**REGISTROS EXTRAÍDOS**
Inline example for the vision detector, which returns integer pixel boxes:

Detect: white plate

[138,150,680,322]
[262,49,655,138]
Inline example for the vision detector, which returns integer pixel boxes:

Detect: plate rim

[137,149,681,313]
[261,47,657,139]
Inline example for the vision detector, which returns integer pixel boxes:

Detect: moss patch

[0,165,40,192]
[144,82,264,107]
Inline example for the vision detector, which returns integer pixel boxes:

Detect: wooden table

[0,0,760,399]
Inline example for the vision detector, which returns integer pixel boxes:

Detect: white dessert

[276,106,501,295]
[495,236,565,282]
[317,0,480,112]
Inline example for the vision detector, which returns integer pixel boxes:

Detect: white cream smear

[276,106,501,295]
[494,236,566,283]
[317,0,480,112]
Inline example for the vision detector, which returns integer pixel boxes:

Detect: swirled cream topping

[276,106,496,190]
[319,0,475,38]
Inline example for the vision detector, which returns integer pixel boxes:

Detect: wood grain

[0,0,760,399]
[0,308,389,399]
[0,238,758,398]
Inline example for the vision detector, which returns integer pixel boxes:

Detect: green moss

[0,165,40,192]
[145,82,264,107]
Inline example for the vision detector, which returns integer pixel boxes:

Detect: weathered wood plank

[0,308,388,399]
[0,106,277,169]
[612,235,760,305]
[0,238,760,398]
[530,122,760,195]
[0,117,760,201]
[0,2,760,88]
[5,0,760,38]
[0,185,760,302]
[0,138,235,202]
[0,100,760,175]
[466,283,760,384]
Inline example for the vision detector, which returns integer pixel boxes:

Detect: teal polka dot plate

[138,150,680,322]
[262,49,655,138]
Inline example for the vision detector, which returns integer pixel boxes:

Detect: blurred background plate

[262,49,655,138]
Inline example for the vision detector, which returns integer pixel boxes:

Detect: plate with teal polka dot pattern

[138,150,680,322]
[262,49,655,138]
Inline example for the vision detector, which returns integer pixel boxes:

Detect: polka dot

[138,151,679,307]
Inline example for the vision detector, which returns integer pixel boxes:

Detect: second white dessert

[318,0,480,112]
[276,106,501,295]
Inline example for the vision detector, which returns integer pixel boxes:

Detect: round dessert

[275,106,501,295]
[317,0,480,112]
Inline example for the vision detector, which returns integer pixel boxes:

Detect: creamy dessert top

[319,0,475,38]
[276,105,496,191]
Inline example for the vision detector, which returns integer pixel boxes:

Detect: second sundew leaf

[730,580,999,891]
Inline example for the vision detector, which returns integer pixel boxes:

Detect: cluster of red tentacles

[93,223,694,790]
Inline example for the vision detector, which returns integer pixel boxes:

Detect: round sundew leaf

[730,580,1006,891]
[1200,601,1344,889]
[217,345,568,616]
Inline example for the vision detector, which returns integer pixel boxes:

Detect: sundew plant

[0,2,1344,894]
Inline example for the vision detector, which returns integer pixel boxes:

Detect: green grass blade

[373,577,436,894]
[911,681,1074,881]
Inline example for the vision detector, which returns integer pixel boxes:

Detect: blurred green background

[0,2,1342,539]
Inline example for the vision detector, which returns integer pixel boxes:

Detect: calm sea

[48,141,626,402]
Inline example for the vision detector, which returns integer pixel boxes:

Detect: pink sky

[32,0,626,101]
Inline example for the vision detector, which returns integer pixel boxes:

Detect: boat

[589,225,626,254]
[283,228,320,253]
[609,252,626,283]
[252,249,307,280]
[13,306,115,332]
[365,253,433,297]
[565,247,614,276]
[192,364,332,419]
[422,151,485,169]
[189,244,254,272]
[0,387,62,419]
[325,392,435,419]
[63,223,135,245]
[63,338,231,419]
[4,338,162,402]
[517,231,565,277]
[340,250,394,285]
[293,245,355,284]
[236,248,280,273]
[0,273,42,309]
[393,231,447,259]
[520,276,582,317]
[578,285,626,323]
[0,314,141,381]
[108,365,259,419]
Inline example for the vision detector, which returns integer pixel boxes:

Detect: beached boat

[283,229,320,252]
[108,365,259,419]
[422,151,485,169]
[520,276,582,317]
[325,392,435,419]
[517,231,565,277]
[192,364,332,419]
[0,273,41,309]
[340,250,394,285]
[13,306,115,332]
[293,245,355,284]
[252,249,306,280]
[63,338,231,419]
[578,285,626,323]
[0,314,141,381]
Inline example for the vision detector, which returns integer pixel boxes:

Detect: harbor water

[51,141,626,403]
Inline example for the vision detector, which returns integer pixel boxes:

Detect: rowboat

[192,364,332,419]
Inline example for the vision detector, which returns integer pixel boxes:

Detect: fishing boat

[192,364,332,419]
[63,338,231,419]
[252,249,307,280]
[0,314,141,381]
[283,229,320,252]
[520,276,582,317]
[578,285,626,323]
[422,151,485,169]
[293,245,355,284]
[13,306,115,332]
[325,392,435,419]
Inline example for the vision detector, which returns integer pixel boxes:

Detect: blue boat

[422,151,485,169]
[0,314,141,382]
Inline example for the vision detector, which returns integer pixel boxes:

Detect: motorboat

**REQUISITOS DO EXERCÍCIO**
Atualize os registros, trocando "vision detector" por "object detector" em todas as ocorrências e mantendo todo o resto inalterado.

**RESPOSTA**
Inline example for the object detector, which returns integer pixel boxes:

Detect: white plate

[138,150,680,322]
[262,49,655,138]
Inline example for the object detector, which returns integer pixel boxes:

Detect: plate rim

[137,149,681,313]
[261,47,657,139]
Inline example for the object detector, which returns integer pixel boxes:

Detect: moss patch

[0,165,40,192]
[144,82,264,107]
Inline example for the object detector, which returns integer pixel boxes:

Detect: wooden table

[0,0,760,399]
Inline example for the object detector, which returns integer pixel boxes:

Detect: white dessert

[276,106,501,295]
[495,236,565,282]
[317,0,480,112]
Inline example for the object detector, which returns integer pixel boxes:

Detect: white cream smear

[276,106,501,295]
[494,236,566,283]
[317,0,480,112]
Inline example for the object detector, which returns integer pixel boxes:

Detect: swirled cream topping

[276,106,496,190]
[319,0,475,38]
Inline example for the object detector, which returns integer pixel boxes:

Detect: wood grain

[0,0,760,399]
[0,308,389,399]
[0,238,758,398]
Inline example for the object detector, which returns integer pixel boxes:

Detect: green moss

[0,165,40,192]
[145,82,264,107]
Inline example for the object detector, which returns integer pixel boxes:

Detect: weathered wood plank

[0,308,388,399]
[0,106,277,169]
[612,235,760,305]
[0,238,760,398]
[530,122,760,195]
[0,117,760,201]
[0,2,760,88]
[5,0,760,38]
[0,185,760,302]
[0,138,235,202]
[0,100,760,175]
[466,283,760,384]
Inline example for the object detector, which returns integer pixel boxes:

Detect: teal polka dot plate

[138,150,680,322]
[262,49,655,138]
Inline example for the object detector, which returns integer pixel boxes:

Detect: blurred background plate

[262,49,655,138]
Inline example for the object detector, which returns integer pixel boxes:

Detect: plate with teal polka dot pattern

[138,150,680,322]
[262,49,655,138]
Inline example for the object detector, which returns integer pixel boxes:

Detect: polka dot

[138,151,679,307]
Inline example for the object detector, which returns integer pixel boxes:

Detect: second white dessert

[318,0,480,112]
[276,106,501,295]
Inline example for the object detector, which returns integer pixel boxes:

Detect: round dessert

[275,106,501,295]
[317,0,480,112]
Inline example for the object detector, which returns integer pixel boxes:

Detect: creamy dessert top

[319,0,475,38]
[276,105,496,191]
Inline example for the object detector, which returns integer pixel boxes:

Detect: second sundew leaf

[730,580,999,891]
Inline example for the object detector, which returns integer pixel boxes:

Detect: cluster of red tentacles

[93,223,694,790]
Inline example for the object detector, which returns integer pixel boxes:

Detect: round sundew leaf

[730,580,1006,891]
[1200,601,1344,889]
[217,345,568,616]
Inline example for the object detector, which returns integer pixel boxes:

Detect: sundew plant

[0,2,1344,894]
Inline example for the object detector, which returns integer pixel boxes:

Detect: green grass blade

[373,577,436,894]
[911,681,1074,881]
Inline example for the object detector, which returns integer pixel boxes:

Detect: blurred green background

[0,2,1342,539]
Inline example for the object detector, which returns integer pixel boxes:

Detect: calm sea

[48,141,626,402]
Inline example for the object detector, which returns integer pixel boxes:

Detect: pink sky

[32,0,626,101]
Inline example for the object detector, which returns integer pixel boxes:

Detect: boat

[589,225,626,254]
[283,228,320,253]
[609,252,626,283]
[252,249,307,280]
[13,306,115,332]
[365,253,433,297]
[565,247,614,276]
[192,364,332,419]
[422,151,485,169]
[189,244,254,272]
[0,387,62,419]
[325,392,435,419]
[63,223,135,245]
[63,338,231,419]
[4,338,162,402]
[517,231,565,277]
[340,250,394,285]
[293,245,355,284]
[236,248,280,273]
[0,273,42,309]
[393,231,447,259]
[520,276,582,317]
[578,285,626,323]
[0,314,141,381]
[108,365,259,419]
Inline example for the object detector, which returns integer pixel boxes:

Detect: beached boat

[283,229,320,252]
[108,365,259,419]
[422,151,485,169]
[520,276,582,317]
[325,392,435,419]
[517,231,565,277]
[192,364,332,419]
[0,273,41,309]
[340,250,394,285]
[13,306,115,332]
[293,245,355,284]
[252,249,306,280]
[63,338,231,419]
[578,285,626,323]
[0,314,141,381]
Inline example for the object detector, which returns integer pixel boxes:

Detect: harbor water

[51,141,626,403]
Inline example for the object detector, which returns integer pixel boxes:

Detect: rowboat

[192,364,332,419]
Inline example for the object detector, which returns integer pixel boxes:

Detect: fishing boat

[192,364,332,419]
[63,338,231,419]
[252,249,307,280]
[0,314,141,381]
[283,229,320,252]
[520,276,582,317]
[578,285,626,323]
[422,151,485,169]
[293,245,355,284]
[13,306,115,332]
[325,392,435,419]
Inline example for the object detector, which returns integer pixel boxes:

Detect: blue boat

[422,151,485,169]
[0,314,141,382]
Inline example for the object detector, which returns integer pixel boxes:

Detect: motorboat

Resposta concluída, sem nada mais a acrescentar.